Data section

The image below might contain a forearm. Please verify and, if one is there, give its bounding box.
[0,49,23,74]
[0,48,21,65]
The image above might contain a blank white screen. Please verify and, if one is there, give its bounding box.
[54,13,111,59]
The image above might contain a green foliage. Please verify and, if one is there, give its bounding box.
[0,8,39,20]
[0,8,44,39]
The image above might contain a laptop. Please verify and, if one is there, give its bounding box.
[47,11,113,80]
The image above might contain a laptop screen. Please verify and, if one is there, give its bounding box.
--
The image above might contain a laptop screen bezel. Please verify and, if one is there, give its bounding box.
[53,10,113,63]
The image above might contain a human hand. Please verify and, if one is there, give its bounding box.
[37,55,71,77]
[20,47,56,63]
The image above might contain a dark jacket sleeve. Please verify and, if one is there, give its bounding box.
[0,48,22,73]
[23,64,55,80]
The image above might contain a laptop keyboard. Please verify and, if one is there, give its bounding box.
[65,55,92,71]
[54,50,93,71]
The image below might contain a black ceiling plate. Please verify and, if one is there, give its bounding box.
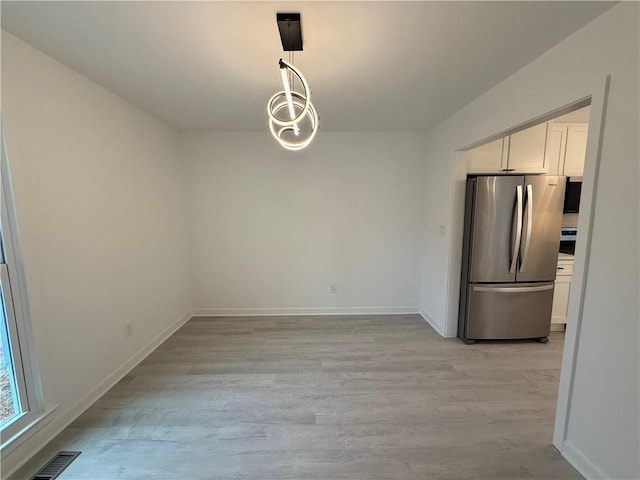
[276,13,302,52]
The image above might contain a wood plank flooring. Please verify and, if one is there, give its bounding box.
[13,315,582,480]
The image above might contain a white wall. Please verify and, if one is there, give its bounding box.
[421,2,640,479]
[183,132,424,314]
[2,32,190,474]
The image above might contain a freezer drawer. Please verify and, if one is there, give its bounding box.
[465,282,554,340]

What you will do
Copy the entries word for word, from the line containing "The image below might contain a forearm." through the line containing "The image above might contain a laptop screen.", including both of those lines.

Solution to the exercise
The image below might contain a forearm. Please verify and, if one is there, give its bounding box.
[0,49,23,74]
[0,48,21,65]
The image above might contain a blank white screen. Please verify and, if one is there, give its bounding box.
[54,13,111,59]
The image above might contain a green foliage. Please verify and, if one is there, give its bounding box.
[0,8,39,20]
[0,8,44,39]
The image above might contain a laptop. Please verify and, if one is there, give its bounding box.
[47,11,113,80]
The image above might contain a laptop screen. Please verify and, if one is there, give its bounding box.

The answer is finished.